═════ RECORD EXTRACTS

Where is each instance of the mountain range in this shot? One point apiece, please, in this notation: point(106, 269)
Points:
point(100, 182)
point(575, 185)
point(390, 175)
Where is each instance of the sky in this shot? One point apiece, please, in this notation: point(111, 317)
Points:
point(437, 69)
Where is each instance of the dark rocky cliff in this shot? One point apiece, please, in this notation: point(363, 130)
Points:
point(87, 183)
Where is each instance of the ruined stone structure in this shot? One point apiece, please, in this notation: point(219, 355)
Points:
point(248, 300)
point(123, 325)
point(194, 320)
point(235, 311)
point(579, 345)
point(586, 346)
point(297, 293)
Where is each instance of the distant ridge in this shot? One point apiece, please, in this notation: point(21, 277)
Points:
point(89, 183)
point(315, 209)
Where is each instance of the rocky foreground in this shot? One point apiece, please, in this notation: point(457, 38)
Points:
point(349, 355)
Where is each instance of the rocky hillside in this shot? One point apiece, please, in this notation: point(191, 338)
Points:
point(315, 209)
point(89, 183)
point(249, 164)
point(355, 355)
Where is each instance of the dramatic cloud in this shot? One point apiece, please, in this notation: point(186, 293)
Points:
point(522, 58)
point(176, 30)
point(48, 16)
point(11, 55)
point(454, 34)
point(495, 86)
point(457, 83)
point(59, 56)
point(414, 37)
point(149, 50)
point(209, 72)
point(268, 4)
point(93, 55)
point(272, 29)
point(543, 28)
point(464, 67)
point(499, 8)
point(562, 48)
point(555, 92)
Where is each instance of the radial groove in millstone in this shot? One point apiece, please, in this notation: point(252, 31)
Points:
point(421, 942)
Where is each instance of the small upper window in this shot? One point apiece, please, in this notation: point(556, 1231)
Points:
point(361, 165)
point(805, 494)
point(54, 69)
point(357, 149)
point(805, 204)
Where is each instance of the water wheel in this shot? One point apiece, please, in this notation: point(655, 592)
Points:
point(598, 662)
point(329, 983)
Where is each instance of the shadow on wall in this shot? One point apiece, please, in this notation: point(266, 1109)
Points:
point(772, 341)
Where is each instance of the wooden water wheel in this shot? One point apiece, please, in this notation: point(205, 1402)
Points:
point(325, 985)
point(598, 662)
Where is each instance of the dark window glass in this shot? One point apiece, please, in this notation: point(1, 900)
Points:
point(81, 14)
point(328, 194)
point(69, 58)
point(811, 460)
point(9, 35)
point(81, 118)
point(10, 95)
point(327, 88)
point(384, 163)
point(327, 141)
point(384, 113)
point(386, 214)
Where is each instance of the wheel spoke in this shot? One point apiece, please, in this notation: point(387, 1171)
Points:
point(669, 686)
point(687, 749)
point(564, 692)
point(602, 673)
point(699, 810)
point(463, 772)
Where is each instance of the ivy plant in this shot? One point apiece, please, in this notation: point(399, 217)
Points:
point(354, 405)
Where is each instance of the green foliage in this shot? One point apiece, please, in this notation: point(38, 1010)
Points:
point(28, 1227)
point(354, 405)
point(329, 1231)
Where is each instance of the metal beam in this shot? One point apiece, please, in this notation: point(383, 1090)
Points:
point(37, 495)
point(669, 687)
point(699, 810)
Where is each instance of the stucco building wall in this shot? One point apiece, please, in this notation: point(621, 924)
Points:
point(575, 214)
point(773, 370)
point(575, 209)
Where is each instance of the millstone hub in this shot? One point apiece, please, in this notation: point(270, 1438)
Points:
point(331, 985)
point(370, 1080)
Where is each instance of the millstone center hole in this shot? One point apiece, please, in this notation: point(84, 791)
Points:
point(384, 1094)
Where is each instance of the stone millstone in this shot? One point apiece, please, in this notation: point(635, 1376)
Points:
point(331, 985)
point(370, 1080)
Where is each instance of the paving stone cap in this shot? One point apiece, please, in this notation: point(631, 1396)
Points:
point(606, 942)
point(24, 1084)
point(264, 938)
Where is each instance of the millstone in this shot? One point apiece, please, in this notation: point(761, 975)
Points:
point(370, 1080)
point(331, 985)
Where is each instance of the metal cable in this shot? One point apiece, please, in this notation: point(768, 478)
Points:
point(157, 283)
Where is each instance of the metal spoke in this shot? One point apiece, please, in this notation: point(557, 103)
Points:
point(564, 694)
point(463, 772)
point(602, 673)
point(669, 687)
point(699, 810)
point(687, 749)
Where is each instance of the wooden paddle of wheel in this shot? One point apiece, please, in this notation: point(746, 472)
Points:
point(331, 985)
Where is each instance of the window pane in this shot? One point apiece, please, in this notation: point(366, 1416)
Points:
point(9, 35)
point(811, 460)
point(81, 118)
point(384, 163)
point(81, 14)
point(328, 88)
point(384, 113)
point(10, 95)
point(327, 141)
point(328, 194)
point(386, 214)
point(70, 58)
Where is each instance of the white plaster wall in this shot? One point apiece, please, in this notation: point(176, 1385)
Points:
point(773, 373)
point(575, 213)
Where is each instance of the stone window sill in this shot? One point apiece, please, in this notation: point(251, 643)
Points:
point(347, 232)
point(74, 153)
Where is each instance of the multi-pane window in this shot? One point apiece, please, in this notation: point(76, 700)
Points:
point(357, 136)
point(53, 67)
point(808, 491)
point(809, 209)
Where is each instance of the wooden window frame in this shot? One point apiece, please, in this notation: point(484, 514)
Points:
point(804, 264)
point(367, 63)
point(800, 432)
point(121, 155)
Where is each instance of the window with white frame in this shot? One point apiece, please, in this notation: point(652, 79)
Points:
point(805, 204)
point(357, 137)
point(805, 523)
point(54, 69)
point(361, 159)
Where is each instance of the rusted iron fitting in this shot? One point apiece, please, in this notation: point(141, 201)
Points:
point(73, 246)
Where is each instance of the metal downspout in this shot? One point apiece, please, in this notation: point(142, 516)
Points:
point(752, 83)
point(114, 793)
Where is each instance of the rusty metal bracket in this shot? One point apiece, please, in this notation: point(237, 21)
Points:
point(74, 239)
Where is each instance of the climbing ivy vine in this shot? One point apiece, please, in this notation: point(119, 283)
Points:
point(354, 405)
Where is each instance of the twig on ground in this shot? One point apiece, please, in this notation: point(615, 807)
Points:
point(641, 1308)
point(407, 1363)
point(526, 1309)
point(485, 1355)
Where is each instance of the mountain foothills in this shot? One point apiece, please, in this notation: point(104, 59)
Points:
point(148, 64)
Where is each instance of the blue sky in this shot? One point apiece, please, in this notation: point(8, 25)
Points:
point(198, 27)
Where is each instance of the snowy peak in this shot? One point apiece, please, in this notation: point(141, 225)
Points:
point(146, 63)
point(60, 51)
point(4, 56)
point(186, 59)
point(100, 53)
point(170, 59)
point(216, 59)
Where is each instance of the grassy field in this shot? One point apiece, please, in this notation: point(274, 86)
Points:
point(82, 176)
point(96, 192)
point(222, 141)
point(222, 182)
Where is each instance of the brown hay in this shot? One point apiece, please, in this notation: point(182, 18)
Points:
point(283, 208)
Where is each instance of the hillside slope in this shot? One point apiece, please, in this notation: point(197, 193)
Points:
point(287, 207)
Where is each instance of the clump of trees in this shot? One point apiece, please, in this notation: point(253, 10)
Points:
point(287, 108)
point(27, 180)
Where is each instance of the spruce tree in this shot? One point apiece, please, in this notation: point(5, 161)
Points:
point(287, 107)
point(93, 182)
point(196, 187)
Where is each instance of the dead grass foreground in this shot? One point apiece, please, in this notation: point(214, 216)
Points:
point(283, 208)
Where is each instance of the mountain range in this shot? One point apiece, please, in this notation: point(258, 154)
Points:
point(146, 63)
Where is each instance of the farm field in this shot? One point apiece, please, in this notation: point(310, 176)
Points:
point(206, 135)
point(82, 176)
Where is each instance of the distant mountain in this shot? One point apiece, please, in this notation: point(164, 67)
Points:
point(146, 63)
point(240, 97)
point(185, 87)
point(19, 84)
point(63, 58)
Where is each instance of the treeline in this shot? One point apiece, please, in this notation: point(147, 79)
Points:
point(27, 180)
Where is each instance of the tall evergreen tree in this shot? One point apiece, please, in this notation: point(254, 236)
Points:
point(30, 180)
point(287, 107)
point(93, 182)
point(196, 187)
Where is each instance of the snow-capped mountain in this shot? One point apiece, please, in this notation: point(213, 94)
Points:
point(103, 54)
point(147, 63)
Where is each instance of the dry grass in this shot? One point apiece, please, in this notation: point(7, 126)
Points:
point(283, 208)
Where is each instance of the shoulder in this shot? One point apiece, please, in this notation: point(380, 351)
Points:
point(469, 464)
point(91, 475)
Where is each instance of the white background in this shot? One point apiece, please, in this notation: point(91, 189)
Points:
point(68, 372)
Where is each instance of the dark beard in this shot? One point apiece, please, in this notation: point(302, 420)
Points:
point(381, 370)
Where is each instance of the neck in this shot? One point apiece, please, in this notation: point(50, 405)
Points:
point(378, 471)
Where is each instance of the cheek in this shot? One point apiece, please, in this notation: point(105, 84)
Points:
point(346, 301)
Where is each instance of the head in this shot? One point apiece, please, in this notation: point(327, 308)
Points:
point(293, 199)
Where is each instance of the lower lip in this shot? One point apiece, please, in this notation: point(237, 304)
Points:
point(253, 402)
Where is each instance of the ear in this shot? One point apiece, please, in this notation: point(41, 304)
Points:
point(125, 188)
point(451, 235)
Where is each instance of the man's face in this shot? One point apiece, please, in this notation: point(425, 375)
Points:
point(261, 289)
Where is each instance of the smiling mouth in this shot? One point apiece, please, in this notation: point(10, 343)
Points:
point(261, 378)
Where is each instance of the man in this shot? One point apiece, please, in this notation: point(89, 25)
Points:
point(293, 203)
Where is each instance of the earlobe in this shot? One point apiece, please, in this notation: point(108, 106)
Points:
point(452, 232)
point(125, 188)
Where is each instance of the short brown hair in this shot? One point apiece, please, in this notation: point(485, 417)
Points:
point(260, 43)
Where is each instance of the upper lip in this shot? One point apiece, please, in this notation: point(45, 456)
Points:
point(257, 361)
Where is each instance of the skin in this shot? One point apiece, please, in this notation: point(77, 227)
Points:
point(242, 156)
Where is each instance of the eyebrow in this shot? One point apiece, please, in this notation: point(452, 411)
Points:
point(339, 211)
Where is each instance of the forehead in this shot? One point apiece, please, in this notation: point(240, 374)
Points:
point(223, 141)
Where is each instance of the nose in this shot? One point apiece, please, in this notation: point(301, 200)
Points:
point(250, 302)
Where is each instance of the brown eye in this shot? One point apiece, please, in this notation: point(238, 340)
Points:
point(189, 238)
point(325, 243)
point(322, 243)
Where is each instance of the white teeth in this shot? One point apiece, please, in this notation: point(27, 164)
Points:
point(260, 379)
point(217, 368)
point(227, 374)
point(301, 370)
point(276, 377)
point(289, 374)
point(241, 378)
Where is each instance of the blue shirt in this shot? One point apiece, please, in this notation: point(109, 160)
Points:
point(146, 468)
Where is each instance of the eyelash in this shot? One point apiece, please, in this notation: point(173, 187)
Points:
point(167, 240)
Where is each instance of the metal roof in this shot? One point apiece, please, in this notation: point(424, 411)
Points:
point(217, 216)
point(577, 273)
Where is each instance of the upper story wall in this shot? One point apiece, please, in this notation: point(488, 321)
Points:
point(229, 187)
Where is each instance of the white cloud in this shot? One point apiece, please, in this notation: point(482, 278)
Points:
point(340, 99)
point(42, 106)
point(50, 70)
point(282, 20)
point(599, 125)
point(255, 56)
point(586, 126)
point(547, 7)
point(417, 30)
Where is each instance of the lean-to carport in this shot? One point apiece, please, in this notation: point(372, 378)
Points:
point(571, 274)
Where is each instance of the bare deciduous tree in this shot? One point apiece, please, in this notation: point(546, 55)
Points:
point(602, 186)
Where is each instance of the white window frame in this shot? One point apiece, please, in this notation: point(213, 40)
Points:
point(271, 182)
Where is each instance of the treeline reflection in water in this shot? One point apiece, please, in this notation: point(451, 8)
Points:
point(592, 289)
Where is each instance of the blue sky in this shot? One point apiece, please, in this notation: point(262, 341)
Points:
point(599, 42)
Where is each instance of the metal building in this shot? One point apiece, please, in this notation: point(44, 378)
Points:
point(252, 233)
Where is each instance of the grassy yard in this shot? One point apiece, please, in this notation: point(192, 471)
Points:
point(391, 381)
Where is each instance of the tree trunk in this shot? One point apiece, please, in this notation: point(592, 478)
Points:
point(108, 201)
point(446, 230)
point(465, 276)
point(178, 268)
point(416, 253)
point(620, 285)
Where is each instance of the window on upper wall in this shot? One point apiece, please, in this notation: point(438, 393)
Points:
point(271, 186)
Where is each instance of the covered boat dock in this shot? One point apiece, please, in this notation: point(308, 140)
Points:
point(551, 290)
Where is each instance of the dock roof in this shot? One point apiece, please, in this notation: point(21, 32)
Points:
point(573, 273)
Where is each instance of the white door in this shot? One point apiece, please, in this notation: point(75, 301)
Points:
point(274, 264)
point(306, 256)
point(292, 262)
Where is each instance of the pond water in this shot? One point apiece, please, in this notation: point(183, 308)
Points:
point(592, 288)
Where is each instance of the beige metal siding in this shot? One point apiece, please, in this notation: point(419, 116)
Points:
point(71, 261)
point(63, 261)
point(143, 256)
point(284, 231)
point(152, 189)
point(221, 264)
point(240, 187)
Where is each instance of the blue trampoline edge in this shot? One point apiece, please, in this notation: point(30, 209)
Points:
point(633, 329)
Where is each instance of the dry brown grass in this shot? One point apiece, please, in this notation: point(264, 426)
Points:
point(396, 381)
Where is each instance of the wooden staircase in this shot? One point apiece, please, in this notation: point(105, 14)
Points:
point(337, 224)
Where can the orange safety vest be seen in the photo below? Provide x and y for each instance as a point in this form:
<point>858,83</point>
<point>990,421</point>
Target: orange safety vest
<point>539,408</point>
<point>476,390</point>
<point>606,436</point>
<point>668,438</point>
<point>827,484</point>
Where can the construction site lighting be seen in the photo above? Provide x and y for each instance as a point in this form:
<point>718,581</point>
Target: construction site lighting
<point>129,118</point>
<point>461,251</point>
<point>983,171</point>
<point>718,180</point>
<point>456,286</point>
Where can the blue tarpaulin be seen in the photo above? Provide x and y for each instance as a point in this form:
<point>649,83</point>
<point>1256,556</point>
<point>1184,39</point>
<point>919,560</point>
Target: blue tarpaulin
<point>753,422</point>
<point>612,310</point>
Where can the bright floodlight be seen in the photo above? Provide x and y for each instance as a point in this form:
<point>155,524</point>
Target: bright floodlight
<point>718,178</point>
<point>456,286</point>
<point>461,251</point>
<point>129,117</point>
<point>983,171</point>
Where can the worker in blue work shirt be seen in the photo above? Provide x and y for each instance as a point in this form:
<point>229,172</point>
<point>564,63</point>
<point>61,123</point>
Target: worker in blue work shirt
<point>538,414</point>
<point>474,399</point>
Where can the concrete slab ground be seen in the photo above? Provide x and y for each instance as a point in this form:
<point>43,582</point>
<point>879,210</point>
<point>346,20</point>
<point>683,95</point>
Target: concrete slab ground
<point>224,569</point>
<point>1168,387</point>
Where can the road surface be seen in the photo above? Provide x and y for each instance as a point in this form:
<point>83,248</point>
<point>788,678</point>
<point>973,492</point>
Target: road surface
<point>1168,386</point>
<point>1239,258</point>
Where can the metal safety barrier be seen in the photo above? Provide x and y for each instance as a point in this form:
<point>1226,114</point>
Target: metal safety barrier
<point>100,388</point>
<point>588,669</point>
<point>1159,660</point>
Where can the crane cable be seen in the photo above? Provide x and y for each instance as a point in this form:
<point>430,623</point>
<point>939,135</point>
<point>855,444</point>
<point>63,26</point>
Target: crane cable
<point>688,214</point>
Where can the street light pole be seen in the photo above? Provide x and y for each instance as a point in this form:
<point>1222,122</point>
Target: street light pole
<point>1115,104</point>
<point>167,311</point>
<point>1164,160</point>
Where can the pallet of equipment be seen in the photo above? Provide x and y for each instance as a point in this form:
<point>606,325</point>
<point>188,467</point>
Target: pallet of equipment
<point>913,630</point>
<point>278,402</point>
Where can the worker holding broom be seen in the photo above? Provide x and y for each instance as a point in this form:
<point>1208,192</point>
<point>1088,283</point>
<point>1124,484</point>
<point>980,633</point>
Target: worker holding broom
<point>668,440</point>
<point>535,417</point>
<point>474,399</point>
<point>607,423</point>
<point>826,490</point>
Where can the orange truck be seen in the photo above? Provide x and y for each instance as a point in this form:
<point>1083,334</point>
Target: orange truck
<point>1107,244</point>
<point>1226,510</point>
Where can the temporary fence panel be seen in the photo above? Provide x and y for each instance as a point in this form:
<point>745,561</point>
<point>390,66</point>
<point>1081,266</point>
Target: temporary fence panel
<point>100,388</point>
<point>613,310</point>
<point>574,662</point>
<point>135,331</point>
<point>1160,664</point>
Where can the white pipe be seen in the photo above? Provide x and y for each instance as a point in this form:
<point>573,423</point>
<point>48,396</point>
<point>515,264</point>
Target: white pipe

══════════

WHAT IS REQUIRED: Convert the part of the data that opens with the line containing "Where is each instance of the earlobe" and closes with the line containing "point(257, 361)" into a JSON list of strings, one string per line and blank lines omitted.

TASK RESULT:
[
  "Where is each instance of the earlobe in this shot? One point apiece, please, in this notation: point(108, 106)",
  "Points:",
  "point(452, 232)",
  "point(125, 188)",
  "Where is each instance of the short brown hair in this shot? One point apiece, please, in this notation: point(485, 417)",
  "Points:",
  "point(260, 43)",
  "Where is each instance of the upper lip in this shot? One point apiece, please, in this notation: point(45, 456)",
  "Points:",
  "point(257, 361)"
]